= Brief =
Please copy the material below line for line, keeping every character unchanged.

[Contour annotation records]

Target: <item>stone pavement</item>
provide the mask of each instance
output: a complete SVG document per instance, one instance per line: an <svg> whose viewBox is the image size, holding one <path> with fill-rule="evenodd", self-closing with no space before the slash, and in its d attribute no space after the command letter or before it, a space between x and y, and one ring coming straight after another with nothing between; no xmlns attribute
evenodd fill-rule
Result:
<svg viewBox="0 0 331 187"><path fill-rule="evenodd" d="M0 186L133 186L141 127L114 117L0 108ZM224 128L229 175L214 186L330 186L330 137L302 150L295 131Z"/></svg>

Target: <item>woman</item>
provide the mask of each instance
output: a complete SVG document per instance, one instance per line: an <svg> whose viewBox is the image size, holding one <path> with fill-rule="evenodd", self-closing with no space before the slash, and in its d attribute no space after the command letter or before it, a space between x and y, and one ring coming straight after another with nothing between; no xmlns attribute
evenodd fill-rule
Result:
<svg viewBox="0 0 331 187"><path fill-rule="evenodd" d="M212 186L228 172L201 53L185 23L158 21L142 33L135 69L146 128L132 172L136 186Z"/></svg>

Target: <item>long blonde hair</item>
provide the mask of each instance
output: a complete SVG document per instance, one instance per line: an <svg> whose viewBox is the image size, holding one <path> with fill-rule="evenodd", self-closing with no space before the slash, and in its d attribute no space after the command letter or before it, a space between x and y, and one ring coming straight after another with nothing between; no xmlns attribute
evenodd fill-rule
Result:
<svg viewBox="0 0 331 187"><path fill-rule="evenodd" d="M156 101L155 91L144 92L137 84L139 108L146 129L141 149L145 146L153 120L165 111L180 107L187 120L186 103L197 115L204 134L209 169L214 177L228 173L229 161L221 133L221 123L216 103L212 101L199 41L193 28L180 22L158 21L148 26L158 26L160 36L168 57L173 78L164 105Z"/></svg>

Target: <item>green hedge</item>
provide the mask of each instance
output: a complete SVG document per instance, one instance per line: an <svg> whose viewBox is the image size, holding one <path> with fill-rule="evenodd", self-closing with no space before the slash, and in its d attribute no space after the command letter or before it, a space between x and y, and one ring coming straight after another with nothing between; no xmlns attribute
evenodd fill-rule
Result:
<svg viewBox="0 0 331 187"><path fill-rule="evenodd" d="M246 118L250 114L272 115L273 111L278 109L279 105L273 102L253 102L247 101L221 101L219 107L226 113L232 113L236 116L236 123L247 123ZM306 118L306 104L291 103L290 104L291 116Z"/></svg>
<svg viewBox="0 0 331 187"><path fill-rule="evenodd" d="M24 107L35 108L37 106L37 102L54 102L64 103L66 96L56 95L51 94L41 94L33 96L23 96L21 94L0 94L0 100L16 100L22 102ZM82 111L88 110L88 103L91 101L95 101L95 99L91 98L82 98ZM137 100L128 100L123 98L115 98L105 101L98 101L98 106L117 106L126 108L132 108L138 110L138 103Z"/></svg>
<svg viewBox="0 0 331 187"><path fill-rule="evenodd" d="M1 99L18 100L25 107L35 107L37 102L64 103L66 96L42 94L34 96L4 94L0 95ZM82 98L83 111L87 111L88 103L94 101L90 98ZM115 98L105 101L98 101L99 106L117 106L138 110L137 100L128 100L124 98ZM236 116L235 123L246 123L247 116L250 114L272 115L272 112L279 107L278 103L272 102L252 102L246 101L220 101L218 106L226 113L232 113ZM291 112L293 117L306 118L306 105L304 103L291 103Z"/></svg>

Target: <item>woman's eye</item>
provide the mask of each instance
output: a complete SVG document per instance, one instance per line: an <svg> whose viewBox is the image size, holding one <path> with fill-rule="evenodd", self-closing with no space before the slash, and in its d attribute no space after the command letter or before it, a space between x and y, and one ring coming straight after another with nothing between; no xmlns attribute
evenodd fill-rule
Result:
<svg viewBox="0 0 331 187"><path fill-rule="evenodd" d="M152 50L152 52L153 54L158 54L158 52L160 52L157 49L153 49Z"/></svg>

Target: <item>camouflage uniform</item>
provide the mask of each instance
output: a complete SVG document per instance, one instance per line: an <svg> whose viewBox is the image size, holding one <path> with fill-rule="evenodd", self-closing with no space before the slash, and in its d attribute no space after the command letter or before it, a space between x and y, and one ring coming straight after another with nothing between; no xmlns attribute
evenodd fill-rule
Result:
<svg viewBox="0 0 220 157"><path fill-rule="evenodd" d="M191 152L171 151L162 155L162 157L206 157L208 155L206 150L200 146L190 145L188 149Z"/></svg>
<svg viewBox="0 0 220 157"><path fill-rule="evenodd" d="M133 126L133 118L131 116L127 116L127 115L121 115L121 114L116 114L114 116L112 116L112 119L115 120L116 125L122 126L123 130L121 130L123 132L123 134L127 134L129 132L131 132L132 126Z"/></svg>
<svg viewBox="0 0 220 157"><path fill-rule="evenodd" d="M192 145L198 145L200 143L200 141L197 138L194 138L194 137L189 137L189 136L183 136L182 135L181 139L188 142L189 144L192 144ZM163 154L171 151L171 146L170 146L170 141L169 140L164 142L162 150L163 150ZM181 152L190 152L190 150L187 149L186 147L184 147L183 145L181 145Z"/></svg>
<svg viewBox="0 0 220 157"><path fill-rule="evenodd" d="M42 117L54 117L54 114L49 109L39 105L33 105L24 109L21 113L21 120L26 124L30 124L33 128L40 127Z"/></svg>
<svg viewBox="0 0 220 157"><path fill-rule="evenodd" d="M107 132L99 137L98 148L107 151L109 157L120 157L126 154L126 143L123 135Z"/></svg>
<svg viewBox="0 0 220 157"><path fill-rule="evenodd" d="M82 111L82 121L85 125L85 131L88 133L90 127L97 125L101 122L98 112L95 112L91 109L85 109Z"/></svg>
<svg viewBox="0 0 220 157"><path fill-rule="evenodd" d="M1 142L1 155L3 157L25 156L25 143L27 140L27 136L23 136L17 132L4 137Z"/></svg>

= Complete output =
Target: <item>stone pavement</item>
provide the mask of each instance
output: a complete SVG document per instance, one instance per line: an <svg> whose viewBox is the image size, holding one <path> with fill-rule="evenodd", self-closing with no space before the slash, and in its d attribute no space after the command letter or before it, a space between x and y, and one ring coming straight after another with nothing between; no xmlns attribute
evenodd fill-rule
Result:
<svg viewBox="0 0 331 187"><path fill-rule="evenodd" d="M0 186L133 186L141 127L114 117L0 108ZM224 128L229 175L214 186L330 186L330 137L302 150L295 131Z"/></svg>

Target: <item>woman</item>
provide the mask of each instance
output: a complete SVG document per instance, one instance per line: an <svg> whose viewBox is the image size, holding one <path> with fill-rule="evenodd", self-closing with no space before the slash, and in its d attribute no space after the command letter or before it, a space between x and y, and one ring coming straight after another with nothing between; no xmlns attribute
evenodd fill-rule
Result:
<svg viewBox="0 0 331 187"><path fill-rule="evenodd" d="M212 186L228 172L201 53L185 23L158 21L142 33L135 69L146 128L132 172L136 186Z"/></svg>

Target: <item>long blonde hair</item>
provide the mask of each instance
output: a complete SVG document per instance, one instance per line: an <svg> whose viewBox is the image size, holding one <path> with fill-rule="evenodd", self-closing with no space before the slash, and in its d attribute no space after the command letter or before it, a space between x and y, and one ring coming straight after another with nothing between; no xmlns attribute
evenodd fill-rule
Result:
<svg viewBox="0 0 331 187"><path fill-rule="evenodd" d="M156 101L155 91L144 92L137 84L139 108L146 129L141 149L145 146L153 120L165 111L180 107L187 120L186 103L197 115L204 134L209 169L214 177L228 173L229 161L221 133L221 123L216 103L212 101L199 41L193 28L180 22L158 21L148 26L158 26L160 36L168 57L173 78L164 105Z"/></svg>

Target: <item>green hedge</item>
provide the mask of each instance
output: a complete SVG document per instance, one instance per line: an <svg> whose viewBox is the image size, holding one <path> with fill-rule="evenodd", self-closing with no space before the slash, and in its d attribute no space after the command letter or before it, a space between x and y, and one ring coming straight after another with nothing between; no xmlns attribute
evenodd fill-rule
Result:
<svg viewBox="0 0 331 187"><path fill-rule="evenodd" d="M246 118L250 114L272 115L273 111L278 109L279 105L273 102L253 102L247 101L221 101L219 107L226 113L232 113L236 116L236 123L247 123ZM306 118L306 104L291 103L290 104L291 116Z"/></svg>
<svg viewBox="0 0 331 187"><path fill-rule="evenodd" d="M24 107L35 108L37 106L37 102L54 102L64 103L66 96L56 95L51 94L41 94L33 96L23 96L21 94L0 94L0 100L16 100L22 102ZM82 111L88 110L88 103L91 101L95 101L95 99L91 98L82 98ZM137 100L128 100L123 98L115 98L105 101L98 101L98 106L117 106L126 108L132 108L138 110L138 103Z"/></svg>
<svg viewBox="0 0 331 187"><path fill-rule="evenodd" d="M1 99L18 100L25 107L35 107L37 102L64 103L66 96L42 94L34 96L4 94L0 95ZM82 98L83 111L87 111L88 103L94 101L90 98ZM115 98L105 101L98 101L99 106L117 106L138 110L137 100L128 100L124 98ZM236 116L235 123L246 123L247 116L250 114L272 115L272 112L279 107L278 103L272 102L252 102L246 101L220 101L218 106L226 113L232 113ZM291 112L293 117L306 118L306 105L304 103L291 103Z"/></svg>

Target: <item>woman's eye</item>
provide the mask of each instance
output: a complete SVG document per instance, one instance per line: an <svg> whose viewBox is the image size, holding one <path> with fill-rule="evenodd", self-closing with no space before the slash, and in its d attribute no space after the command letter or before it, a space between x and y, and one ring coming straight after another with nothing between; no xmlns attribute
evenodd fill-rule
Result:
<svg viewBox="0 0 331 187"><path fill-rule="evenodd" d="M152 50L152 52L153 54L158 54L158 52L160 52L157 49L153 49Z"/></svg>

Target: <item>camouflage uniform</item>
provide the mask of each instance
output: a complete SVG document per instance, one instance per line: an <svg> whose viewBox is the image size, holding one <path> with fill-rule="evenodd", self-closing with no space before the slash, and in its d attribute no space after the command letter or before it, a space between x and y, and one ring coming straight after another with nothing between; no xmlns attribute
evenodd fill-rule
Result:
<svg viewBox="0 0 220 157"><path fill-rule="evenodd" d="M191 152L171 151L162 155L162 157L206 157L208 155L206 150L200 146L190 145L188 149Z"/></svg>
<svg viewBox="0 0 220 157"><path fill-rule="evenodd" d="M133 126L133 118L131 116L127 116L127 115L121 115L121 114L116 114L114 116L112 116L112 119L115 120L116 125L122 126L123 130L121 130L123 132L123 134L127 134L129 132L131 132L132 126Z"/></svg>
<svg viewBox="0 0 220 157"><path fill-rule="evenodd" d="M192 145L198 145L200 143L200 141L197 138L194 138L194 137L189 137L189 136L183 136L182 135L181 139L188 142L189 144L192 144ZM163 154L171 151L171 146L170 146L170 141L169 140L164 142L162 150L163 150ZM181 152L190 152L190 150L187 149L186 147L184 147L183 145L181 145Z"/></svg>
<svg viewBox="0 0 220 157"><path fill-rule="evenodd" d="M42 117L54 117L54 114L49 109L39 105L33 105L24 109L21 113L21 120L26 124L30 124L33 128L40 127Z"/></svg>
<svg viewBox="0 0 220 157"><path fill-rule="evenodd" d="M107 132L99 137L98 148L107 151L109 157L120 157L126 154L126 143L123 135Z"/></svg>
<svg viewBox="0 0 220 157"><path fill-rule="evenodd" d="M82 111L82 121L85 125L85 131L88 133L90 127L97 125L101 122L98 112L95 112L91 109L85 109Z"/></svg>
<svg viewBox="0 0 220 157"><path fill-rule="evenodd" d="M1 142L1 155L3 157L25 156L25 143L27 140L27 136L23 136L17 132L4 137Z"/></svg>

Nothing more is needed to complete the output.